**Supplied data:**
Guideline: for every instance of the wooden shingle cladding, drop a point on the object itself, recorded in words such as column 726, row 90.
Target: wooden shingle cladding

--

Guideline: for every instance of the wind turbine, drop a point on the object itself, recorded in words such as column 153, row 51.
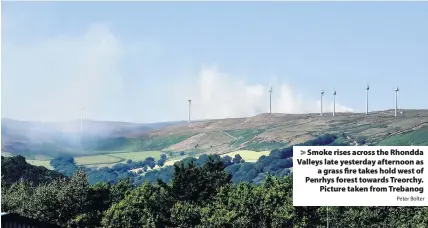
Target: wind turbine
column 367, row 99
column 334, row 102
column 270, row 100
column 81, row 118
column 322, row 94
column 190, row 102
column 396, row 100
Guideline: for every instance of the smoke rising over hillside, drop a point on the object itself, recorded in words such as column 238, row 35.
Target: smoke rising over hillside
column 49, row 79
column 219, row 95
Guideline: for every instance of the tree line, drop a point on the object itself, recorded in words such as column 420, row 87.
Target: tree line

**Given exercise:** Begin at the line of the listing that has "Guideline: for every instance of the wooden" and stop after the line that has "Target: wooden shingle cladding". Write those lines out again with "shingle" changed to "board" and nothing else altered.

**Expected answer:**
Guideline: for every instance of the wooden board cladding, drop a point on the object itself, recorded in words such as column 726, row 90.
Target: wooden board cladding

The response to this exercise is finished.